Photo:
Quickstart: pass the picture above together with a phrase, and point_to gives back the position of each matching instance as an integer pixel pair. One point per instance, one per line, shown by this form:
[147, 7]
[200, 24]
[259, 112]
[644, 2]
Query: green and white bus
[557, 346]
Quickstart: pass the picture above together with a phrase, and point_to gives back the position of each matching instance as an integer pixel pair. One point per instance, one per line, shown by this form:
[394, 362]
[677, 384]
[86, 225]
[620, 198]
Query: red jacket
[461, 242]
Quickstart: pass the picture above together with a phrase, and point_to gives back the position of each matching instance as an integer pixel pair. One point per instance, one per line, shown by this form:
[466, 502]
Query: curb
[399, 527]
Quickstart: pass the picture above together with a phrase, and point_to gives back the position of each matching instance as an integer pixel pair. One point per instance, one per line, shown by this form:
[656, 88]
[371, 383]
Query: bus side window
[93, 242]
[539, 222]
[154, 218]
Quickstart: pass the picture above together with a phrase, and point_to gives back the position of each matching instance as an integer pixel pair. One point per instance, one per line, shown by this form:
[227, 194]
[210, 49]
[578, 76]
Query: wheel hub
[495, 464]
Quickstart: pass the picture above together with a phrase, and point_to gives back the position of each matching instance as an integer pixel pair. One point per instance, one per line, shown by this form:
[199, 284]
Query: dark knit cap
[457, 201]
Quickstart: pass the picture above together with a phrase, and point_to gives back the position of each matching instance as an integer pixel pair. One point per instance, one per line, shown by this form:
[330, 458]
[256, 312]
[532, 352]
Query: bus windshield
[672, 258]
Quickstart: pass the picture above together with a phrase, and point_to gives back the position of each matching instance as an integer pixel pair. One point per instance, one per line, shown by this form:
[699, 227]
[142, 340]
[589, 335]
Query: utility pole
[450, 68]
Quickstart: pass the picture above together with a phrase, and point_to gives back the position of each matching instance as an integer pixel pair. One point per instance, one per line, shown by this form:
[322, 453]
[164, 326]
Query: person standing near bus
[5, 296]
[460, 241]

### Exercise objective
Word for word and line for line, give the material again.

### Answer to this task
Photo:
Quickstart: pass the picture above together with a phrase, and point_to gives back the position of each matching instance as an integer pixel pair. One point per instance, one per line, shown by this form:
[147, 7]
[200, 24]
[259, 112]
[644, 2]
Query: green and white bus
[557, 346]
Quickstart: pass the picture above together with a phrase, and point_to gives back the position of each matching instance as an integer pixel pair. One point per instance, one per line, shown by this form:
[394, 362]
[677, 384]
[86, 225]
[620, 198]
Query: red jacket
[461, 242]
Quickstart: pass the picture above together with a phrase, and point_to gives back the position of each matching instance as an integer pixel pair. One point per instance, one per line, shown by this form:
[466, 502]
Query: curb
[399, 527]
Quickstart: pass the picture above together with a phrase, and point_to gives back the position of each matching instance as an integer pixel pair. One point per instance, one per line, shown by this form:
[656, 88]
[371, 383]
Query: bus side window
[93, 242]
[539, 222]
[154, 218]
Quickstart: pass the picture above together with a phrase, and point_to gives back the position of each matching instance as an integer pixel pair. One point per instance, one per line, shown by this form:
[227, 194]
[210, 49]
[578, 76]
Query: wheel hub
[495, 464]
Quickstart: pass the picture above together with a phrase, and point_to gives back the position of each matching instance as an integer pixel pair. One point per instance, one per line, shown by this form:
[199, 284]
Query: dark knit cap
[457, 201]
Quickstart: pass the picture above together with a phrase, and point_to gives back the position of each matching instance as an integer pixel pair. One point per instance, one per line, shown by this form:
[330, 458]
[256, 312]
[532, 352]
Query: bus windshield
[672, 258]
Quickstart: pass the picture above together with a phrase, and point_to gives back the position of each matching instance as an integer pixel pair. One point per instance, one per line, shown by this form:
[699, 227]
[142, 340]
[589, 335]
Query: utility pole
[450, 68]
Quickstart: pass the picture above together with a phrase, and point_to gives back the position of each matching instance as an integer pixel pair. One point per instance, one per line, shown by this form:
[322, 453]
[164, 326]
Query: person standing near bus
[5, 296]
[460, 241]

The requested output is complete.